_TASK INSTRUCTIONS_. Please continue the passage below on Leviticus and worship from the point where it stops.

_EXERCISE PASSAGE_.
- - -
Monday, March 19, 2012

Leviticus, Where Bible Reading Plans End

One book of the Bible that is frequently neglected is Leviticus. It's a book full of lists and instructions about sacrifices, cleansing from skin diseases, and purification after a variety of circumstances. Many who start a one year Bible reading plan often stop here due to the content that seems dry and pointless to our lives in the twenty-first century. So why is it included in Scripture?

In college I took a class called Worship in the Christian Tradition. It was a lot of work, a lot of reading, note taking, long essay tests, but it was one of the most rewarding classes of my collegiate career. The first day of class the professor told us one of the only things I remember word for word from school, "Worship is a trusting, obedient, response to the word of God." So often we put worship into the box of singing, praying, Bible reading, and church attendance. We often refer to the person leading music on Sunday morning as the worship leader. We've compartmentalized "worship" into the spiritual actions we perform on Sunday morning, or maybe if we've become a little more open minded, to our personal quiet time with God. But worship is so much more than that.

If worship is a response to the word of God, then everything in life is an opportunity to worship. Every choice made in life is either a decision to worship or failure to. Worship is so much more than singing in church. A life that is formed into Christlikeness and lives for the glory of God is a life of worship. Worship is an essential part of life.

And so we come back to Leviticus. The book takes place after the nation of Israel has been released from slavery in Egypt. God sent Moses to lead the people out of Egypt and bring them to worship God as He led them to the Promised Land. At one point in the conversations with Pharaoh he gives permission for the people to go but there is this contingent in Exodus 10. "Then Pharaoh called to Moses, and said, 'Go, serve the LORD; only let your flocks and your herds be detained. Even your little ones may go with you.' But Moses said, 'You must also let us have sacrifices and burnt offerings, that we may sacrifice them to the LORD our God. Therefore, our livestock too shall go with us; not a hoof shall be left behind, for we shall take some of them to serve the LORD our God. And until we arrive there, we ourselves do not know with what we shall serve the LORD.'"
- - -
_ENTRIES SUPPLIED_.
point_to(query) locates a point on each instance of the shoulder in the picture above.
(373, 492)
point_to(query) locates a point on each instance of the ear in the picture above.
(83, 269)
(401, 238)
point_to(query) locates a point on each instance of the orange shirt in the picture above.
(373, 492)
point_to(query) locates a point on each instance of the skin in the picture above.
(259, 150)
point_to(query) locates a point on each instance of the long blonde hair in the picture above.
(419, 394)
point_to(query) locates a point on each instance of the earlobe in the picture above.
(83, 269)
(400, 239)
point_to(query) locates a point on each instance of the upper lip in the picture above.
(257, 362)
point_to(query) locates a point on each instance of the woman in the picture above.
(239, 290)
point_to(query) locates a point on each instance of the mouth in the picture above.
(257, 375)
- - -
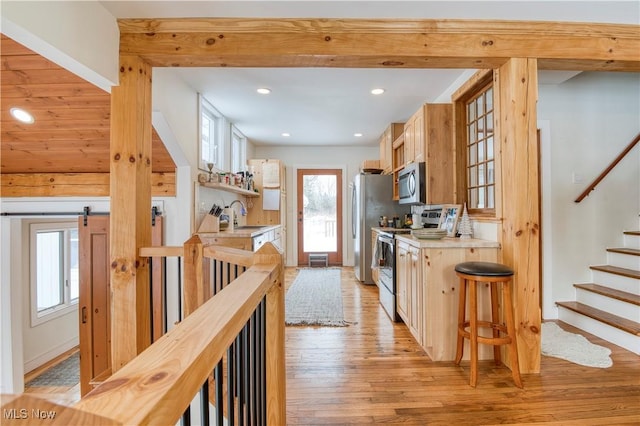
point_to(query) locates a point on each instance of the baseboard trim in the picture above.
- - -
_OUTPUT_.
Pharaoh says "Go, but your animals must stay." And Moses responds, "We need them all in order to serve God. We don't know what He requires." At this point, the people had been enslaved for over 400 years. They knew of God and that they were children of Abraham, but they no longer knew how to worship God. They had passed down the stories of Abraham, and all that God had done for him and promised him, but they hadn't worshiped Him as Abraham had in over four centuries. They don't know how to worship God, and so they need to have all of their animals in order to be prepared to worship God.

The book of Leviticus is God teaching His people how to worship Him. It is God showing His people what He requires. We see something incredible about God in this. He must be worshiped because He is Holy and He alone is worthy to be worshiped. We are unworthy to worship God because of sin, but God invites us to worship Him, and delights in the worship we give Him. And God teaches us how to worship Him. He doesn't leave the Israelites to figure it out, He doesn't make them wonder, "Are we doing this right? Is God pleased?" He directly tells the people what to offer and how to offer it for each occasion.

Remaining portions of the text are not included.